妊婦さんは、妊娠中毒症などの予防のためにも塩分を控える必要があります。味噌漬けなどは塩分が高いため、摂りすぎに注意が必要です。医者に相談しながら摂取するのをおすすめします。
味噌の保存方法
味噌の保存のポイントは空気に触れないということと温度です。
空気に触れてしまうと菌が繁殖し、風味や味が変わってしまいます。また、空気にふれると表面が乾燥して固まる原因になります。
温度が高い場合は、発酵が進んでだんだんと茶色くなり、風味や味が変わってしまいます。
推奨される保存方法は、ラップなどでピッタリと覆い、冷蔵庫(5~8℃)に保管することです。冷蔵庫はスペースが…という場合は、冷凍庫でもOKです。味噌には塩が多く使われているため、冷凍庫に入れても凍ることがなく、少し固くはなりますが、冷凍庫から出してそのまま料理に使うことができます。
未開封の場合も、冷蔵もしくは冷凍保存がおすすめです。
味噌が変色してしまった場合でも、味噌炒めや味噌漬けなどの料理に活用すれば、食べることができます。カビが生えてしまった場合は、カビ周辺の味噌を取り除けば残りの味噌は食べることができます。また、開封して長い間置いておくと表面が白くなることがありますが、これはカビではなくチロシンというアミノ酸の結晶なので、無害です。ですが、気になる方も多いと思いますので、開封後はできるだけ早めに食べるようにしましょう。
好きな味噌汁の具は?
日本味噌株式会社の調査(nihonmiso.com)によると、一番好きな味噌汁の具の組み合わせランキングは以下の通りです。
- 豆腐+わかめ
- わかめ+じゃがいも
- 豆腐+油揚げ
- 豆腐+なめこ
- 豆腐+長ねぎ
- 油揚げ+だいこん
- じゃがいも+たまねぎ
- 豆腐+長ねぎ+油揚げ
- 豆腐+長ねぎ+わかめ
- 油揚げ+長ねぎ
自分の家の定番味噌汁はありましたか?
また、全国には様々なご当地味噌汁なるものが存在します。その一部を紹介します。
冷汁(宮崎)
冷たい味噌汁を冷ました飯・麦飯にかけて食べます。具は、手でほぐした豆腐、輪切りの胡瓜、千切りのシソ、みょうがなどです。暑い夏にも食べやすく夏バテ対策にピッタリなのだとか。
粕汁(大阪)
──────────
課題の内容:
1 - 掲載文で冷汁の具として挙げられているものを、すべて書き出してください。
2 - 掲載文のうち「空気に触れてしまうと菌が繁殖」から始まり「ま料理に使うことができます。」で終わる部分を、一字一句変えずに繰り返してください。

記録データ:
──────────
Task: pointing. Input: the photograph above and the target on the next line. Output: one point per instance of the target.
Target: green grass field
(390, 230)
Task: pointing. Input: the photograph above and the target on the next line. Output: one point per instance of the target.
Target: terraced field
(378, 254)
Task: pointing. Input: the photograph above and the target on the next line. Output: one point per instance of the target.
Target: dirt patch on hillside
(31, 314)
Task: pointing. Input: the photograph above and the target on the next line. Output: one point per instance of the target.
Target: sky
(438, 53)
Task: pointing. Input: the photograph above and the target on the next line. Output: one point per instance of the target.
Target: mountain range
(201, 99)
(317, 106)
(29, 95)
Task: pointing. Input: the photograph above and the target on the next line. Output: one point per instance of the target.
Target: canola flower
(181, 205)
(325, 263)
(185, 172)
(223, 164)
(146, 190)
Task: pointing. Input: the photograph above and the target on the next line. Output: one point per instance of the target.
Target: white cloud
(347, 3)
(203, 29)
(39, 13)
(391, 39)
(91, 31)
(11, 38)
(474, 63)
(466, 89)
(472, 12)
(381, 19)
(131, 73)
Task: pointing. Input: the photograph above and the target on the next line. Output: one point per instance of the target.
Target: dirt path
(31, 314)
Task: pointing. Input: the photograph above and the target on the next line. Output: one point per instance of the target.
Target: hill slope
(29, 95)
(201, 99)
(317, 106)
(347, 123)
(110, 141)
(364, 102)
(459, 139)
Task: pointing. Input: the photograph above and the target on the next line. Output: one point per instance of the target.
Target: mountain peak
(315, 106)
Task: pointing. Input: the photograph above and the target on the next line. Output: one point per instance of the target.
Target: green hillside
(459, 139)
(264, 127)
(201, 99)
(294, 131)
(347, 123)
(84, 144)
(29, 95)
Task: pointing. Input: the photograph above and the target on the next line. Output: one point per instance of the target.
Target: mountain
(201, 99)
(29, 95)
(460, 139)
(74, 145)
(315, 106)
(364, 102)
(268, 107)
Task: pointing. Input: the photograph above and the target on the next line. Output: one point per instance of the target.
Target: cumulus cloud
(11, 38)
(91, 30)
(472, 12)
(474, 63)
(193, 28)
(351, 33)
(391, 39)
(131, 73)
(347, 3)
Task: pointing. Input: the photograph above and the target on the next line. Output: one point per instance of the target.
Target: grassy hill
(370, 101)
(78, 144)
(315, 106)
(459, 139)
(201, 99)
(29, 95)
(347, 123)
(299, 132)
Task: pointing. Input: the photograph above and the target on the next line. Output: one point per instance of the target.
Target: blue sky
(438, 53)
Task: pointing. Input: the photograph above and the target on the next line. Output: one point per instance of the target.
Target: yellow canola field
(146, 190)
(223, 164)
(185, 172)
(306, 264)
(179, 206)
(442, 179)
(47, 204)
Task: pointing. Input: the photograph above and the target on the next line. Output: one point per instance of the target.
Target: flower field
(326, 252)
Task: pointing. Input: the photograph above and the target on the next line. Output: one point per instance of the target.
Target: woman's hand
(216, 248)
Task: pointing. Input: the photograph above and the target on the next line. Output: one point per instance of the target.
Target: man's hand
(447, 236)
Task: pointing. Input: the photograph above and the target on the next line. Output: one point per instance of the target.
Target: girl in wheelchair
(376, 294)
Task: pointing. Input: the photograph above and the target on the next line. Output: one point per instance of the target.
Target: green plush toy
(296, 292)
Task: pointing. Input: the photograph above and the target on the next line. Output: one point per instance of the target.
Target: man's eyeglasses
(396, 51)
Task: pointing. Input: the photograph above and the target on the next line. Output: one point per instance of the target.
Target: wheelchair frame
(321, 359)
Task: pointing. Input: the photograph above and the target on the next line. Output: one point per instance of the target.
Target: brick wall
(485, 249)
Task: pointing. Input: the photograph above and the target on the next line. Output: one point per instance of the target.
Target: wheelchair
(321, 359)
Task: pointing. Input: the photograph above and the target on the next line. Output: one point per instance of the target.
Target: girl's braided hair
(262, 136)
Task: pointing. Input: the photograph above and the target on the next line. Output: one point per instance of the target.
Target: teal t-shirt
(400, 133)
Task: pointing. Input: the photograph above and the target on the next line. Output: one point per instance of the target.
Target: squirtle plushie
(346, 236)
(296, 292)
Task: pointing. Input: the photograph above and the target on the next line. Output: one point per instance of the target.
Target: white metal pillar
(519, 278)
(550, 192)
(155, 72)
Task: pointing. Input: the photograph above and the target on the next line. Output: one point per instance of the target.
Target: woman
──────────
課題ごとの解答:
1 - 手でほぐした豆腐、輪切りの胡瓜、千切りのシソ、みょうが

2 -
空気に触れてしまうと菌が繁殖し、風味や味が変わってしまいます。また、空気にふれると表面が乾燥して固まる原因になります。
温度が高い場合は、発酵が進んでだんだんと茶色くなり、風味や味が変わってしまいます。
推奨される保存方法は、ラップなどでピッタリと覆い、冷蔵庫(5~8℃)に保管することです。冷蔵庫はスペースが…という場合は、冷凍庫でもOKです。味噌には塩が多く使われているため、冷凍庫に入れても凍ることがなく、少し固くはなりますが、冷凍庫から出してそのまま料理に使うことができます。